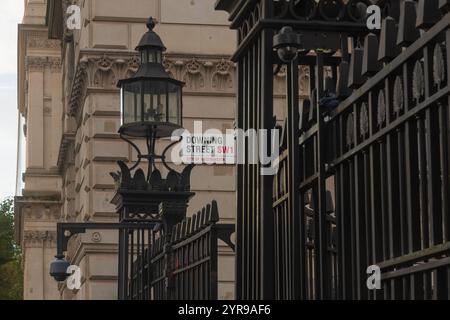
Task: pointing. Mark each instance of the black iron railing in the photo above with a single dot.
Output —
(183, 265)
(364, 171)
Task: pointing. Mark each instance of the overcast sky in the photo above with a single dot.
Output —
(10, 15)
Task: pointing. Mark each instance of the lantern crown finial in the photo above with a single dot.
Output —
(151, 23)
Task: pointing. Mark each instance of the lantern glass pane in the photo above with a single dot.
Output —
(174, 103)
(144, 56)
(131, 102)
(155, 101)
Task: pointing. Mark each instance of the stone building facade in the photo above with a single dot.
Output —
(69, 99)
(70, 105)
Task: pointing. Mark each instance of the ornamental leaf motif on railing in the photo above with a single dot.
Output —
(350, 137)
(381, 115)
(364, 120)
(398, 99)
(418, 81)
(438, 65)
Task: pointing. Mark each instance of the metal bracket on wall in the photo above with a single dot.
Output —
(65, 231)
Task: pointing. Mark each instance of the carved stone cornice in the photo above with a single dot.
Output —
(40, 42)
(38, 64)
(39, 239)
(102, 71)
(42, 213)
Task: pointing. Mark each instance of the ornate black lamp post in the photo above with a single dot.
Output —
(151, 101)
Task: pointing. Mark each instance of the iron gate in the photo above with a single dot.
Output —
(181, 265)
(364, 183)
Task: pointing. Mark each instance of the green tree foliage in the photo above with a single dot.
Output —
(11, 275)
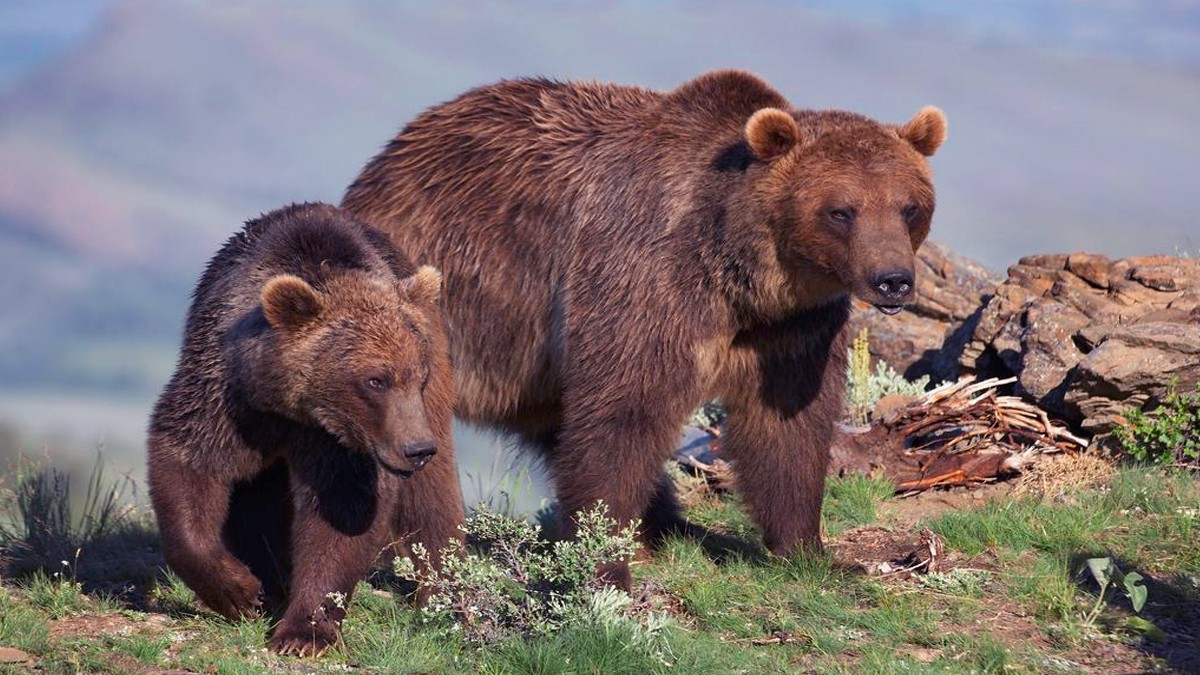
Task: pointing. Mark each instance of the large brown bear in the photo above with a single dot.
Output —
(613, 256)
(312, 384)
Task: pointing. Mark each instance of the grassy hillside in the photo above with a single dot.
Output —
(127, 159)
(1011, 593)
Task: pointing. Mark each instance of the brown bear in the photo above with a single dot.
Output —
(312, 384)
(612, 256)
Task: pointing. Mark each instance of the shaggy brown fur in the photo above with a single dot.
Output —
(313, 382)
(613, 256)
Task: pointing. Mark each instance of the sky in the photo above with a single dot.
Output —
(135, 135)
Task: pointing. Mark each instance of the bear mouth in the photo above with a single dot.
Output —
(390, 469)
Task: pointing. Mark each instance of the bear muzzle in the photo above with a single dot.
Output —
(892, 290)
(407, 458)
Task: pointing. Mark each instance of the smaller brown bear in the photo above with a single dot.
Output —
(312, 384)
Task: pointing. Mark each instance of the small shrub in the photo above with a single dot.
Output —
(515, 584)
(1167, 435)
(867, 387)
(708, 416)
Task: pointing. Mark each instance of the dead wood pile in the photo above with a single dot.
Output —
(958, 434)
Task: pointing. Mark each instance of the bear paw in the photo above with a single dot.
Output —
(309, 638)
(238, 595)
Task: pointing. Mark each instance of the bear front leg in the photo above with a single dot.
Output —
(191, 509)
(341, 520)
(784, 398)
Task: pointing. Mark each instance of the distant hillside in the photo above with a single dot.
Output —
(127, 160)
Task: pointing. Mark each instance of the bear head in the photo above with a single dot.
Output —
(354, 358)
(849, 199)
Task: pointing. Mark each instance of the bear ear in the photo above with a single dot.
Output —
(925, 131)
(424, 287)
(771, 133)
(288, 302)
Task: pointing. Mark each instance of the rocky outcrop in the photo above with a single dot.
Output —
(1087, 338)
(949, 290)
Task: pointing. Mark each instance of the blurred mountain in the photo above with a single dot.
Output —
(126, 159)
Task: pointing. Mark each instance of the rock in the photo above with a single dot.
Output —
(1091, 268)
(1090, 338)
(949, 291)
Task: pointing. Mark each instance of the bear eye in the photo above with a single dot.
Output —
(843, 216)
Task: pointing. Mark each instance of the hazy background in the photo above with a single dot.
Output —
(136, 136)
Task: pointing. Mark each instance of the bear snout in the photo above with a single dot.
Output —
(892, 290)
(419, 453)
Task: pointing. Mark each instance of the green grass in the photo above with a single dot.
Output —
(1019, 561)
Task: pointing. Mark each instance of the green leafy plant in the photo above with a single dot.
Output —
(511, 583)
(40, 527)
(1107, 574)
(867, 387)
(1168, 435)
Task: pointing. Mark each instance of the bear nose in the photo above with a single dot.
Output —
(895, 285)
(420, 452)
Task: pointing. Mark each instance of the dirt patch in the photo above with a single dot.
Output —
(89, 626)
(1054, 476)
(895, 554)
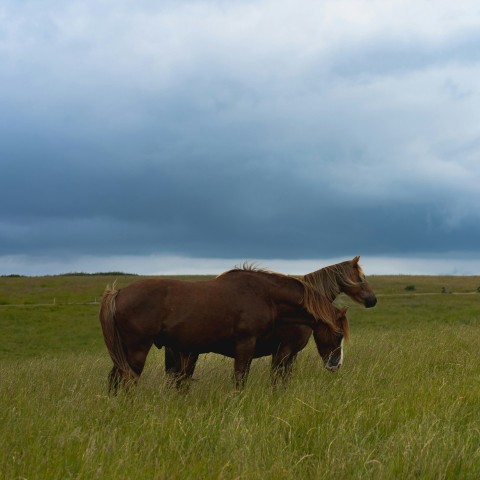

────

* **The request**
How many lines in the rows above contain the string "iron"? Case counts. Reply with the number alone.

* **Problem solution**
2